Texte à lire
- - - - - - -
Et pour Haïti donc ?
Ohé PAPA ET BABY DOC !
Eh bien nous avions, dans le précédent article, rappelé et regratté que parmi ces responsables, le silence plus qu’étonnant, complaisant voire complice, qui est entretenu par tous les médias à propos de ‘’papa’’ et ‘’baby Doc’’, les Duvalier père, fils et leur tribu tout entière.
Silence pour le moins coupable.
Nous ne nous étions pas trompés.
Depuis lors, toujours pas un mot sur ceux que nous estimons sinon les seuls du moins les principaux coupables, des 50 ans d’impéritie, de gabegie, causes premières de la misère dont souffre le peuple haïtien, et dont le récent holocauste est le dernier avatar.
Impéritie, gabegie ?
Pour une raison bien simple.
Haïti a été déjà le théâtre de trois grands et de multiples ‘’petits’’ séismes qui auraient dû inciter, contraindre est le mot, les autorités gouvernementales à ‘’construire antisismique’’.
Cela a été fait en Sicile, par exemple – mais en petit, la Mafia ne voyant pas cela d’un très bon oeil – où les constructions ad hoc ont très bien résisté à tous les problèmes du genre.
Pour ce qui est d’Haïti ? Un pays perché sur un foyer de séismes potentiels ne pouvait en aucun cas faire l’économie de ce genre de précautions.
A moins que des potentats, au mieux égoïstes au pire criminels, aient estimé devoir asseoir leur confort personnel sur la vie de leurs sujets.
C’est pourtant ce choix qui a prévalu.
Une construction antisismique généralisée aurait, au pire, causé une dizaine, une centaine, voire 500 à mille morts. Tous de trop évidemment, mais tout de même…
Au lieu de cela…
ET CHEZ NOUS ?
- - - - - - -
Données fournies

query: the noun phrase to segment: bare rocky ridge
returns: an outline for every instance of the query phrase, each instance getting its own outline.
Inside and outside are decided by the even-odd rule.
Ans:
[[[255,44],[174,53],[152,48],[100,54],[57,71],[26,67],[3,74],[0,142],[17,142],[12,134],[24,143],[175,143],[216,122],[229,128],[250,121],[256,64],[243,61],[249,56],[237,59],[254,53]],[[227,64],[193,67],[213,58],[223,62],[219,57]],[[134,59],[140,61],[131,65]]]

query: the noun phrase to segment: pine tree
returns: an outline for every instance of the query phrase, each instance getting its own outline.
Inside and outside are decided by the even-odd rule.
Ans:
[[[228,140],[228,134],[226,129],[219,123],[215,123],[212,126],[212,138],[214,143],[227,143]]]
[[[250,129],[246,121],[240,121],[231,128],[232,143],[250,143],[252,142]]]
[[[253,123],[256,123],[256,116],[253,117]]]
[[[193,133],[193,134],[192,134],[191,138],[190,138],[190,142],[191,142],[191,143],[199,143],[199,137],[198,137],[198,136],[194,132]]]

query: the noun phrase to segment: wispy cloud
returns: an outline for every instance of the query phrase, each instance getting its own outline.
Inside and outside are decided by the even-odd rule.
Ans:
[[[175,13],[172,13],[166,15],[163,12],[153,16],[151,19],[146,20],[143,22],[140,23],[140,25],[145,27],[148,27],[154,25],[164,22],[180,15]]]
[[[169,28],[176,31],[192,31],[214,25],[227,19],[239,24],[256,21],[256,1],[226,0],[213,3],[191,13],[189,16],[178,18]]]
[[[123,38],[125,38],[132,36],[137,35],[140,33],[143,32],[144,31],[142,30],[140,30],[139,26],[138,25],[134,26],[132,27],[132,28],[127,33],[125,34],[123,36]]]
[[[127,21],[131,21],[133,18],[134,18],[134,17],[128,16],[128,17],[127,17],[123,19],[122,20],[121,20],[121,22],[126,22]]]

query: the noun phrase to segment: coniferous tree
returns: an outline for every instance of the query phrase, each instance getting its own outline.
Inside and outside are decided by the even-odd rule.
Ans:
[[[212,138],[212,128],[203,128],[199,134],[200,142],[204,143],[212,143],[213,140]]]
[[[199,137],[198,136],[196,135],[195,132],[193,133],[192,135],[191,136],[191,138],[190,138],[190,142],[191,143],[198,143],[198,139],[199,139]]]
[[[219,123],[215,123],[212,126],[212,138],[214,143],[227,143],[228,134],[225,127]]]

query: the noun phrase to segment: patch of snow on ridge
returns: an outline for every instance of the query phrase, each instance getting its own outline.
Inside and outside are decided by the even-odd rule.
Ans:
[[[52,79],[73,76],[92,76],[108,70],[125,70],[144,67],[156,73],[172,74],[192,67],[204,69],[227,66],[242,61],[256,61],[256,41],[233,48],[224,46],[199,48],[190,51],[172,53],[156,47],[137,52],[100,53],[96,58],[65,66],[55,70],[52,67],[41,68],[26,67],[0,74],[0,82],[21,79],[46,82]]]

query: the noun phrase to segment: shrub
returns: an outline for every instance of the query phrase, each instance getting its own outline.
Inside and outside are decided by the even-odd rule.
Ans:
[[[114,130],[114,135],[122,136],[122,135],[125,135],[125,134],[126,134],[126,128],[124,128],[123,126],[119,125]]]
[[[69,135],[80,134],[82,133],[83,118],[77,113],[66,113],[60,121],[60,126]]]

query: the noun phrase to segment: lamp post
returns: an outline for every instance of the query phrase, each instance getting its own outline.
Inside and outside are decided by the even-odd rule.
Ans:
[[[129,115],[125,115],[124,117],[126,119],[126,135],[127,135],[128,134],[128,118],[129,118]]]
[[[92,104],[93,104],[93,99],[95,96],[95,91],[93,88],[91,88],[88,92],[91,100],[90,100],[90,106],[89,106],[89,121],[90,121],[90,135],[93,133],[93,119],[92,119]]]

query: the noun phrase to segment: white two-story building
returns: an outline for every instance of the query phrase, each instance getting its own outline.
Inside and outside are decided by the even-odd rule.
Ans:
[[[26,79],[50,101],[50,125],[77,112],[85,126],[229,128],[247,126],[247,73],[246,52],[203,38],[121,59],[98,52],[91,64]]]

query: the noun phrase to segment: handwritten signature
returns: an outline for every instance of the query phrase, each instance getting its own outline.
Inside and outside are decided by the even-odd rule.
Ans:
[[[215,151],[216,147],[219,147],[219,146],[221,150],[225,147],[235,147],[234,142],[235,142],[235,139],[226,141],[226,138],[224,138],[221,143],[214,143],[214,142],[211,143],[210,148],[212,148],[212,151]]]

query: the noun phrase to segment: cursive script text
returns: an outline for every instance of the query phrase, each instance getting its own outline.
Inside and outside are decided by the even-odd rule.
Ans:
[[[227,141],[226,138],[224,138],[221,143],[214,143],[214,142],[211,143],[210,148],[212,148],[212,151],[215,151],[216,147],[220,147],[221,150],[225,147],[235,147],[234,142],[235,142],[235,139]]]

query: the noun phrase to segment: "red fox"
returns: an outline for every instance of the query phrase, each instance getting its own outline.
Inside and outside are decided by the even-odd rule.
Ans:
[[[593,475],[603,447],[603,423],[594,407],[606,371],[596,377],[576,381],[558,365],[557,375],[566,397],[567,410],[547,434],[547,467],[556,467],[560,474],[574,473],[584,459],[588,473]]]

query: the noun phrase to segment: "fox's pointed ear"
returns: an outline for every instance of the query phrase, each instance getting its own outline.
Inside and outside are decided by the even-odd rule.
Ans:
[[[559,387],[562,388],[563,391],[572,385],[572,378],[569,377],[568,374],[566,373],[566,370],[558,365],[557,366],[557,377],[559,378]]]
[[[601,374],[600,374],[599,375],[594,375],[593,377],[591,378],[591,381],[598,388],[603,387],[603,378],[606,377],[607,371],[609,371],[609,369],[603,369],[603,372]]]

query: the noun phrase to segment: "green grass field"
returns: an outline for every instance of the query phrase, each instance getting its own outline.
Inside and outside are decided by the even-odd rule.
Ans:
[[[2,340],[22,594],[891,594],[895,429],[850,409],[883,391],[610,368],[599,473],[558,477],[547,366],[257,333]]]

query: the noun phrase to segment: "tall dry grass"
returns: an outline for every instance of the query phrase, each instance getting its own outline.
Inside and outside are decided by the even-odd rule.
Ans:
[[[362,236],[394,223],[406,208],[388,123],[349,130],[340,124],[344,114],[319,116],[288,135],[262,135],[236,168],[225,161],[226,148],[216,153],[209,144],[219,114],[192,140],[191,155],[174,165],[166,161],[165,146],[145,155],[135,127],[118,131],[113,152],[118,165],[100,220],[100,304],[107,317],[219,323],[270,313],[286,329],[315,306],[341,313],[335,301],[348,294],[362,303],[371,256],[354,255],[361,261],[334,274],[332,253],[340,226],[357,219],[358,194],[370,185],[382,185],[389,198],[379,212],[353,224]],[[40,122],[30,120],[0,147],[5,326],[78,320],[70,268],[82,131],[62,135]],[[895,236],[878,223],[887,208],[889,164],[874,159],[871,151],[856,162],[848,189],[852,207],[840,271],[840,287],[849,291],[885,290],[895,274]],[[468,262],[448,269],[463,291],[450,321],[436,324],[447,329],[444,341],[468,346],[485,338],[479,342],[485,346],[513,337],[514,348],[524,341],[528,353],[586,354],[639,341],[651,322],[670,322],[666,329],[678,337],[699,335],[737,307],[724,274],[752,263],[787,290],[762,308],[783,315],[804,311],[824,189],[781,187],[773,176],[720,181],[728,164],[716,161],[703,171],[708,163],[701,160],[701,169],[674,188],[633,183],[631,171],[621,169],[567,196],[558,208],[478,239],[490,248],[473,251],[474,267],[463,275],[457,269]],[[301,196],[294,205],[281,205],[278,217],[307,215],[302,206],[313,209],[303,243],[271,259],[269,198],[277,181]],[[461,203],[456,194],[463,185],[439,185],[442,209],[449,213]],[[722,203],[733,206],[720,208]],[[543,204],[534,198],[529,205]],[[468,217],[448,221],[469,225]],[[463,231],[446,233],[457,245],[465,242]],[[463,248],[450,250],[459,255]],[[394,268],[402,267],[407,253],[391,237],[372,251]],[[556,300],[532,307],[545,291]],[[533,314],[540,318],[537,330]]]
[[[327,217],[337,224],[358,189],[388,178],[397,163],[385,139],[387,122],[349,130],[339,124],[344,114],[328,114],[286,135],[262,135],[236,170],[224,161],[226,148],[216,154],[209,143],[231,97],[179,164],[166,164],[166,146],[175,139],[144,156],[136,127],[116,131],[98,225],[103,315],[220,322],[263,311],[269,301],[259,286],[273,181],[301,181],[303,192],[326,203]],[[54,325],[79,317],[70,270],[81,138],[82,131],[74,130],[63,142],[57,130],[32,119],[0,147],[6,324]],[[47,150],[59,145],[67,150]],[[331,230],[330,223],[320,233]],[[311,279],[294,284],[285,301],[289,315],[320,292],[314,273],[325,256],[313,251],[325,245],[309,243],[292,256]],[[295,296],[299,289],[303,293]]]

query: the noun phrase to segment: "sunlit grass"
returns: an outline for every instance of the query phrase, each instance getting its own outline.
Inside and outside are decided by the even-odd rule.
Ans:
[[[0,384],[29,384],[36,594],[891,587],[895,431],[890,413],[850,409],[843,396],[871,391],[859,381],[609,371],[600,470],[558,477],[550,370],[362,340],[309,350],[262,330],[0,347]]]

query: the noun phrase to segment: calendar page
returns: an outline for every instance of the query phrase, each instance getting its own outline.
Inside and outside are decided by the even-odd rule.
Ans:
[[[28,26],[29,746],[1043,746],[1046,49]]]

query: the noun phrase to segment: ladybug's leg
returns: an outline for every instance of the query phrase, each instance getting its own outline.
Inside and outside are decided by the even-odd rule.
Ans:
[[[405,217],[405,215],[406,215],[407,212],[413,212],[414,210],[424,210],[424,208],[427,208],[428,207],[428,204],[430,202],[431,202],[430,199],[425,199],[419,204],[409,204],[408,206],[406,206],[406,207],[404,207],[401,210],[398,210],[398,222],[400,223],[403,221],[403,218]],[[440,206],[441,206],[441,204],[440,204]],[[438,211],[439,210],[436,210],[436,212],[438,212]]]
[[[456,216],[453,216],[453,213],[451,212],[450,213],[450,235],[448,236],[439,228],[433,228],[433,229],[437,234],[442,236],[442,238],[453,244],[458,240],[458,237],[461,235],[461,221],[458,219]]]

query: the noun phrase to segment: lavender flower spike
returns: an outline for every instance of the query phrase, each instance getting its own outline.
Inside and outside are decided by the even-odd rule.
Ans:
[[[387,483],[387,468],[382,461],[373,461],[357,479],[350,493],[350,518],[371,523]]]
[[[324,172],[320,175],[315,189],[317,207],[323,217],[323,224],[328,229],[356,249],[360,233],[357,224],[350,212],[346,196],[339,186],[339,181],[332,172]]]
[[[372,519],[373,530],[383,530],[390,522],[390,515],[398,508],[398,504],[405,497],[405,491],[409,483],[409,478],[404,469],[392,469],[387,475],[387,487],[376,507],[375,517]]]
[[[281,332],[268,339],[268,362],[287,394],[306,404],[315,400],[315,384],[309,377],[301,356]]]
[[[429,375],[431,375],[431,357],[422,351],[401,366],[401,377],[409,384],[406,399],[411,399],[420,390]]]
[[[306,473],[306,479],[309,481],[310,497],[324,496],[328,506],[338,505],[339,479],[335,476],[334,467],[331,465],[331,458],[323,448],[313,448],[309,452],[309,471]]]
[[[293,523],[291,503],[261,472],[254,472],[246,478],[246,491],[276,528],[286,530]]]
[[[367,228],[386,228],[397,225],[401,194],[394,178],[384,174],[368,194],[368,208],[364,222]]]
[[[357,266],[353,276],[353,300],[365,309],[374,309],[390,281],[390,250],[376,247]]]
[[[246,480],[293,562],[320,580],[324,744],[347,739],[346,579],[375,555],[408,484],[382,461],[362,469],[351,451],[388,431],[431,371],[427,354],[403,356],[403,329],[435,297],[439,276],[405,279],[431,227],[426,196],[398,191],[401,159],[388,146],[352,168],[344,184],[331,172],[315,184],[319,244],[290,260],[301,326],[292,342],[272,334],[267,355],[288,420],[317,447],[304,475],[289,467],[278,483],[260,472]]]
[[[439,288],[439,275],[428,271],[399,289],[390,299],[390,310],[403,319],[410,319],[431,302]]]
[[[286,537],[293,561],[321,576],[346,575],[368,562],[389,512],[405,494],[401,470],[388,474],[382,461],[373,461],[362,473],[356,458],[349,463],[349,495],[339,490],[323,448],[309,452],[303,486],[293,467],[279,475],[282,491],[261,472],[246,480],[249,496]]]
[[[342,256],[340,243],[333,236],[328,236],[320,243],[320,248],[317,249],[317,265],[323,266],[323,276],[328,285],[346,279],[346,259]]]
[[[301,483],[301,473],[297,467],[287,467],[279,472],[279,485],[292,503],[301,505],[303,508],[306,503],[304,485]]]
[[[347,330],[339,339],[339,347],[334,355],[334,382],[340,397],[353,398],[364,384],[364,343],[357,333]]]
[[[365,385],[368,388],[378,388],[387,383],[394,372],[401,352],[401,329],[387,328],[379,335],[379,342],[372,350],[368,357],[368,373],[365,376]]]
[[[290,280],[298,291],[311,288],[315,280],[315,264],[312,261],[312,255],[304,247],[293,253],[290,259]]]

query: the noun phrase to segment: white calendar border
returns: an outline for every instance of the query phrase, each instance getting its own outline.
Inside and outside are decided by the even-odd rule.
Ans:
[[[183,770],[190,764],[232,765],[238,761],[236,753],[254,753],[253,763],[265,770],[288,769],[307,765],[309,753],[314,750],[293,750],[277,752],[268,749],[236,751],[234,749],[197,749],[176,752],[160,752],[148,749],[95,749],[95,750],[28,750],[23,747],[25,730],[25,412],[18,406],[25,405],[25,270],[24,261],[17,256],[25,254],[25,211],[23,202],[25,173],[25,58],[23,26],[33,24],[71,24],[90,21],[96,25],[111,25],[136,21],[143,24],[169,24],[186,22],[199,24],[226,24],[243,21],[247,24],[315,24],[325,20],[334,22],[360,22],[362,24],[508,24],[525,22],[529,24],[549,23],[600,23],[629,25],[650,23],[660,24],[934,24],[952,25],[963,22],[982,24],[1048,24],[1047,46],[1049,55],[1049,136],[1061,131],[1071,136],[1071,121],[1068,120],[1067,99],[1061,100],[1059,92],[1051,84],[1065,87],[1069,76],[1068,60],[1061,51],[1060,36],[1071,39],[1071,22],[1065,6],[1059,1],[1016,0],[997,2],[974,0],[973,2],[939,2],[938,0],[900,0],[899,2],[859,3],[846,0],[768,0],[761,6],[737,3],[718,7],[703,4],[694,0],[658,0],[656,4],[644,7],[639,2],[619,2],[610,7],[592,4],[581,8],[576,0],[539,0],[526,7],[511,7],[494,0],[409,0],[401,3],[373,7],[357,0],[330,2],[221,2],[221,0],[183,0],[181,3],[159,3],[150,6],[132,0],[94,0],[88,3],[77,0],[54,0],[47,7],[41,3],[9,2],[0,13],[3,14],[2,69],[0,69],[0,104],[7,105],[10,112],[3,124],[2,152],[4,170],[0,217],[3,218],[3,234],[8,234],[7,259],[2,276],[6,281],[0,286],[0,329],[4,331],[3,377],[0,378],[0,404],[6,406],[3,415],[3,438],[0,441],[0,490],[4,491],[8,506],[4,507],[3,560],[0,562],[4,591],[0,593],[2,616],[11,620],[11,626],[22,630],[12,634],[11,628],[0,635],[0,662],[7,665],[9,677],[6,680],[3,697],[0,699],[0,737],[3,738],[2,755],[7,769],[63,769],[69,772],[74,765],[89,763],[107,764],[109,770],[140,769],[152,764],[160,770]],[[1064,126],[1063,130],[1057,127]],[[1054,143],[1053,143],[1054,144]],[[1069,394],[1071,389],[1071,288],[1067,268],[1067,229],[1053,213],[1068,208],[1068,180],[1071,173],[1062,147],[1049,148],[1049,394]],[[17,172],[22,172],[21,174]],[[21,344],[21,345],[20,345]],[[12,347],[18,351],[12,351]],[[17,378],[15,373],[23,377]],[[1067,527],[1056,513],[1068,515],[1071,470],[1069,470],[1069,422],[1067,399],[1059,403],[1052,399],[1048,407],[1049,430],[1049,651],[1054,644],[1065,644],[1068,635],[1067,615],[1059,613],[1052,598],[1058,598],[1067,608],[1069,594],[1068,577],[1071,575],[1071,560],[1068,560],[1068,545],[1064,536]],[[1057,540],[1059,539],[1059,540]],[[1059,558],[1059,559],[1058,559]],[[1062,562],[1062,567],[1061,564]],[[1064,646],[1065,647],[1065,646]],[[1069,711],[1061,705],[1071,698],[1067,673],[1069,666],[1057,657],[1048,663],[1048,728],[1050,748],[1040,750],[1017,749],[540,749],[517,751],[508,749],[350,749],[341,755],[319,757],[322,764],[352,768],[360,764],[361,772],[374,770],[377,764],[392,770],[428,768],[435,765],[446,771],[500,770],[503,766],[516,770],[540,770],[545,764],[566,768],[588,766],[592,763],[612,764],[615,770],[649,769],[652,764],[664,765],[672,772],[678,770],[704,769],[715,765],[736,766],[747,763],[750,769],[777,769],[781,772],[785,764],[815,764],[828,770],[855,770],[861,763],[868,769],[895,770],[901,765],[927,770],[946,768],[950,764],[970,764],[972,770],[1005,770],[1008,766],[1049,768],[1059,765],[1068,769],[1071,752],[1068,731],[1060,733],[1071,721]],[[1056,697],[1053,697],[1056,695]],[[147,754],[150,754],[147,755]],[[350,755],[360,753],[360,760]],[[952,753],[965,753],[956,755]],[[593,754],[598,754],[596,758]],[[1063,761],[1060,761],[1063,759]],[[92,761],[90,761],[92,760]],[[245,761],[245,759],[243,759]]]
- - - - - - -
Consignes de l'exercice
• A. Recopiez mot pour mot tout le passage du texte sur Haïti, depuis « Nous ne nous » jusqu'à « raison bien simple. ».
• B. D'après le texte sur Haïti, combien de grands séismes le pays a-t-il déjà connus ?

Corrigé des tâches
• A.
Nous ne nous étions pas trompés.
Depuis lors, toujours pas un mot sur ceux que nous estimons sinon les seuls du moins les principaux coupables, des 50 ans d’impéritie, de gabegie, causes premières de la misère dont souffre le peuple haïtien, et dont le récent holocauste est le dernier avatar.
Impéritie, gabegie ?
Pour une raison bien simple.

• B. Trois grands séismes, sans compter de multiples « petits ».